> Exercise description: Render everything from the start of the records down to the line containing "pixel 58 128", inclusive, as a two-column CSV headed record_text,answer. Give one row per record, placing its text and its answer each in a single quoted field with line breaks replaced by spaces.

> Records provided:

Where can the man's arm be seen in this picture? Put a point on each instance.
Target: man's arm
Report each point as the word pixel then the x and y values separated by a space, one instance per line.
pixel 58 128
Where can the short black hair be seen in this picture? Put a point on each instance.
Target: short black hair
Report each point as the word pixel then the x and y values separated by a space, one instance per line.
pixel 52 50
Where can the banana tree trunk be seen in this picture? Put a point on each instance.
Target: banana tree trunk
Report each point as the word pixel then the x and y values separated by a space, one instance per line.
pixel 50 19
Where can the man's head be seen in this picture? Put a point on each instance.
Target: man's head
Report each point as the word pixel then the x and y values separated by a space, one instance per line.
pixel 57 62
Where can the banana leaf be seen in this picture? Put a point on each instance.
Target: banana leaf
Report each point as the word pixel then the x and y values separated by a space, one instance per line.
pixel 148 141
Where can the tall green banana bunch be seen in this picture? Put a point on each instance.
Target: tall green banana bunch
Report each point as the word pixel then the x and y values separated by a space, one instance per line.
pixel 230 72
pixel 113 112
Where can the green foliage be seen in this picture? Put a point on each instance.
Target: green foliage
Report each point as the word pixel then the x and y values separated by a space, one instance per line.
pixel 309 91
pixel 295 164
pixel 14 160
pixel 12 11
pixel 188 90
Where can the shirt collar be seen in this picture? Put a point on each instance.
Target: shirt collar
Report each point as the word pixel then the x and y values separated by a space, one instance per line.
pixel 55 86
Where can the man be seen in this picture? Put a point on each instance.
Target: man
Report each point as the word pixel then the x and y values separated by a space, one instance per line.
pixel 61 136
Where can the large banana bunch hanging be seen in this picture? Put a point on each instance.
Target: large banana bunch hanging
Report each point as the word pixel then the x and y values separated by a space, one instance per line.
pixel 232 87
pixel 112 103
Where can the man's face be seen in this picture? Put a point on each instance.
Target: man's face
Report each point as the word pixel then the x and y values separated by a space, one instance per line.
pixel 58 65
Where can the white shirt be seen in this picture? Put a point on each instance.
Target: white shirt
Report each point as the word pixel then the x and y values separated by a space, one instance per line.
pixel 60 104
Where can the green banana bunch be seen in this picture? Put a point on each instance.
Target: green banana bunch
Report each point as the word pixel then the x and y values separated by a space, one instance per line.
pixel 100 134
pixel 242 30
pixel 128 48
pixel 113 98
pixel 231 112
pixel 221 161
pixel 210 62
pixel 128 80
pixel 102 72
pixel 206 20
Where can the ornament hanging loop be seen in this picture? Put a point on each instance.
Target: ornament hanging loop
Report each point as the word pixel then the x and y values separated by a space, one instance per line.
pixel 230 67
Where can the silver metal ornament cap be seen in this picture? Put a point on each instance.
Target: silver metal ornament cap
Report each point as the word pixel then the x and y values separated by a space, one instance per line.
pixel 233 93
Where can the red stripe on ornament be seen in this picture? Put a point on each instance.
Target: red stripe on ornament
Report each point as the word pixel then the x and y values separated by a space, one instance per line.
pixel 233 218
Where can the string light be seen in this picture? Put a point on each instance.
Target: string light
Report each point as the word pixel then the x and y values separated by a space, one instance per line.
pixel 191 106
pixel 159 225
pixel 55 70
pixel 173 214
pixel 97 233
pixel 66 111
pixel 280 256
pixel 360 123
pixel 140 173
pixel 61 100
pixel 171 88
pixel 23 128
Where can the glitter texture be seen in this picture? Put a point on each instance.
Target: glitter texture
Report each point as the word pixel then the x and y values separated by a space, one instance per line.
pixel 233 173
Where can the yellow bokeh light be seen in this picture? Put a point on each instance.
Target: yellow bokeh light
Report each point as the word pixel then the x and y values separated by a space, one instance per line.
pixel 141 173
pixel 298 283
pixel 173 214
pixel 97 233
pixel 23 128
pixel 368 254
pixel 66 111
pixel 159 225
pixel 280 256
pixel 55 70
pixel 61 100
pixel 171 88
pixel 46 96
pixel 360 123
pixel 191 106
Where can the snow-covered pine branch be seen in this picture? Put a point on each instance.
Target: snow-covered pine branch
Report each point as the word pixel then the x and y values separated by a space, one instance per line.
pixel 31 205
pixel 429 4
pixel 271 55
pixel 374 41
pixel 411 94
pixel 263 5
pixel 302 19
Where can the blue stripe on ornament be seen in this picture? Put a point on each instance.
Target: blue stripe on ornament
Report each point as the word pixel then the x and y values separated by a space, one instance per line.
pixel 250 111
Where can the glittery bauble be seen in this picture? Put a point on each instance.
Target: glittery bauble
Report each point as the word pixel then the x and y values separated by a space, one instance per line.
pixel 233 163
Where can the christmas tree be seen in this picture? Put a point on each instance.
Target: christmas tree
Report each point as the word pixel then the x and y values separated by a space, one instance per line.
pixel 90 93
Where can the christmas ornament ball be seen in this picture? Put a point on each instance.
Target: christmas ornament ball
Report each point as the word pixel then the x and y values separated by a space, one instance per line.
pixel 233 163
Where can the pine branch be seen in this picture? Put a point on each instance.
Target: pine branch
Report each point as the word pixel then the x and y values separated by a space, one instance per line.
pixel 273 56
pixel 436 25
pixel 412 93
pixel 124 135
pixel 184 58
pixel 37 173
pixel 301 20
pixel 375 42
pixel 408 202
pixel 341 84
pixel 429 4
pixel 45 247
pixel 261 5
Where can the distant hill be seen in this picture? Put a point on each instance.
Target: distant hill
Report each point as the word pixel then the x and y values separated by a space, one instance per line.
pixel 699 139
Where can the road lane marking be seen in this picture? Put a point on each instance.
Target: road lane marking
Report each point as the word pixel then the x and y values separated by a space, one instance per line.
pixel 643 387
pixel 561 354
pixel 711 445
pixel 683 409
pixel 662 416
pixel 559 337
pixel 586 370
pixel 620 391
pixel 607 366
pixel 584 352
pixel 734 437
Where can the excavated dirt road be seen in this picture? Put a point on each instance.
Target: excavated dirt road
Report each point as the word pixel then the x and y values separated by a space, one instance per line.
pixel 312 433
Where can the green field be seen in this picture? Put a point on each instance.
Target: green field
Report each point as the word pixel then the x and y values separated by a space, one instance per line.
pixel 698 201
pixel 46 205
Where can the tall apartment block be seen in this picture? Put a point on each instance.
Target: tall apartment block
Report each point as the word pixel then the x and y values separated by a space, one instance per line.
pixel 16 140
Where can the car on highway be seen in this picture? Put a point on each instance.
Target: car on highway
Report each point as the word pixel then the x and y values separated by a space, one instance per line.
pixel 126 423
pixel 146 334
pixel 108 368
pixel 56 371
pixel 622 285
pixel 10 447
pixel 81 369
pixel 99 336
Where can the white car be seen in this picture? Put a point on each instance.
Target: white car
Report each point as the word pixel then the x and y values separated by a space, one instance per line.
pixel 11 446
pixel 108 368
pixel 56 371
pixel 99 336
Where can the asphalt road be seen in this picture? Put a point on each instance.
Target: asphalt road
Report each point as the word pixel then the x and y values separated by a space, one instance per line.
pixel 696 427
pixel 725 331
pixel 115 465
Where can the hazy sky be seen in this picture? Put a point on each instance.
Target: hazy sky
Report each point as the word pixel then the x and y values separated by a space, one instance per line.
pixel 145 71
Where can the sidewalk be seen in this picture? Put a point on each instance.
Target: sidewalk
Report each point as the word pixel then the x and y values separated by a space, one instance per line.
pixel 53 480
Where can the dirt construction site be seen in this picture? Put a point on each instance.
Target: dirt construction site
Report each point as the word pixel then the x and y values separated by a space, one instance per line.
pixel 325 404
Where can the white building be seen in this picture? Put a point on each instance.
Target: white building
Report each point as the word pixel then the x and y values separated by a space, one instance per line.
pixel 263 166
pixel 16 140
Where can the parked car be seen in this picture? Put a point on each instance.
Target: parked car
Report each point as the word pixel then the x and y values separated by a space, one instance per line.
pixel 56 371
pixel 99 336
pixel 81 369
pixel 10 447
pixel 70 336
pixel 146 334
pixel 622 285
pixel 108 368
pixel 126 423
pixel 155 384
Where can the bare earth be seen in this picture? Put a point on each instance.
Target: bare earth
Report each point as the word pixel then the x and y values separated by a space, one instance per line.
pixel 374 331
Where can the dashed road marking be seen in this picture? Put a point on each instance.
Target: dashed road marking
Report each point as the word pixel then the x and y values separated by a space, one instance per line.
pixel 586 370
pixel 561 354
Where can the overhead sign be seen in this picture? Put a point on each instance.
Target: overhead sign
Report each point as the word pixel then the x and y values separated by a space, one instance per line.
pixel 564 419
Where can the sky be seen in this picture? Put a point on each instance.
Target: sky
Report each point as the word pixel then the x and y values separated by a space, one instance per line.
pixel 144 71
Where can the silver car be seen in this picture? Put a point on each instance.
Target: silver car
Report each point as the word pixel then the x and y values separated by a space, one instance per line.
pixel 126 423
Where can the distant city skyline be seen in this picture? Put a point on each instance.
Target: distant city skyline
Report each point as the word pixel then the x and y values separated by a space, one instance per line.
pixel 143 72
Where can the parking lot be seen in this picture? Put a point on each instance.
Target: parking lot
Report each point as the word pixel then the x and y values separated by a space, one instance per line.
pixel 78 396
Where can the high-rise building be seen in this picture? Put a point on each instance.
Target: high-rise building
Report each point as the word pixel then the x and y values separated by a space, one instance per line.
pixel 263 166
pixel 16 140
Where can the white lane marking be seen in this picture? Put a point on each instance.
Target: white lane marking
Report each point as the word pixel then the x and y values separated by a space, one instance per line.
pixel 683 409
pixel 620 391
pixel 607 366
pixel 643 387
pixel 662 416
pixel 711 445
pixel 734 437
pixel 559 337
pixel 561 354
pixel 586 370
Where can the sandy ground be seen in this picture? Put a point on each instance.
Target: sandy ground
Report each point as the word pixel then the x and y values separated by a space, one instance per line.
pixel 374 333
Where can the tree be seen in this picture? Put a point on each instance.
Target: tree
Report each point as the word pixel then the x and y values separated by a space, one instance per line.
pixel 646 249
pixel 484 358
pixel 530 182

> Task result:
record_text,answer
"Where can the man's arm be seen in this picture? Put a point on each instance. Target: man's arm Report each point as the word pixel then the x and y values separated by a space, one instance per line.","pixel 58 128"